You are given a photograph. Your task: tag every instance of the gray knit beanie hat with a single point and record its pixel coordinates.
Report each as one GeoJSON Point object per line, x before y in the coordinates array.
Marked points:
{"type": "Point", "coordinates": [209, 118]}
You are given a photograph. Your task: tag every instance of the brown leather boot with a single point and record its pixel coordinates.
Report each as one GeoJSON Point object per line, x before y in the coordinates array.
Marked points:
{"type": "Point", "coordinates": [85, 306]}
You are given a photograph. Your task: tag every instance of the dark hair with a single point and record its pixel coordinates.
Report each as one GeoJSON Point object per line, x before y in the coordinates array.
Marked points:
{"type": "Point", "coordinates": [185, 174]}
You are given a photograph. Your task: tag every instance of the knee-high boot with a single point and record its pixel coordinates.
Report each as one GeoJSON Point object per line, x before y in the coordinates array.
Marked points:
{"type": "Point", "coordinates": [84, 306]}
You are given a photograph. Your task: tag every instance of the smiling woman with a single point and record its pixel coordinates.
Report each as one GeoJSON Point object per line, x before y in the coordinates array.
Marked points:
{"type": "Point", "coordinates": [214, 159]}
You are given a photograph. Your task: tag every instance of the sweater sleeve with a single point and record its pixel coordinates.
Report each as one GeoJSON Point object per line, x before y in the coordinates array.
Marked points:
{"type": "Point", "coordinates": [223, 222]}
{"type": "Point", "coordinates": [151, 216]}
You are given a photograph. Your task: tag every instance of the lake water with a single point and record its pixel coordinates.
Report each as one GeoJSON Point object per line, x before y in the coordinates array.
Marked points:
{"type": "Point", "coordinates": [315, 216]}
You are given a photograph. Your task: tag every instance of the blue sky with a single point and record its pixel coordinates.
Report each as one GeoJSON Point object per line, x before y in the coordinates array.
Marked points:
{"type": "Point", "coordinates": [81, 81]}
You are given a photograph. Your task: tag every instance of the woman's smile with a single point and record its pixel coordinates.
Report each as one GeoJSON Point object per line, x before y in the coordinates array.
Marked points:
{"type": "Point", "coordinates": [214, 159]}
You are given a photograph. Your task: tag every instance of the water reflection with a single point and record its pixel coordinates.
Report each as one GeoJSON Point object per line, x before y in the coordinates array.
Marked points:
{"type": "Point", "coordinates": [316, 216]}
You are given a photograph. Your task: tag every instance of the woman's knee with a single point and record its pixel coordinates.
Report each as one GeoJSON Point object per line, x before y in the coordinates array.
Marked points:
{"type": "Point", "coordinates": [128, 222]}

→ **Directions for this task**:
Format the listing from the line containing "of the water" through the end of the listing as a JSON list of strings, one string per line, leaving out blank lines.

→ **Exercise result**:
[
  "You are given a photograph. Your task: tag every instance of the water reflection with a single point and record its pixel coordinates.",
  "Report each as one GeoJSON Point object per line, x before y in the coordinates array.",
  "Marked points:",
  "{\"type\": \"Point\", \"coordinates\": [316, 216]}",
  "You are given a photograph. Your task: tag every instance of the woman's knee with a single point and record its pixel coordinates.",
  "Report each as one GeoJSON Point object per line, x before y in the coordinates array.",
  "Marked points:",
  "{\"type\": \"Point\", \"coordinates\": [128, 222]}"
]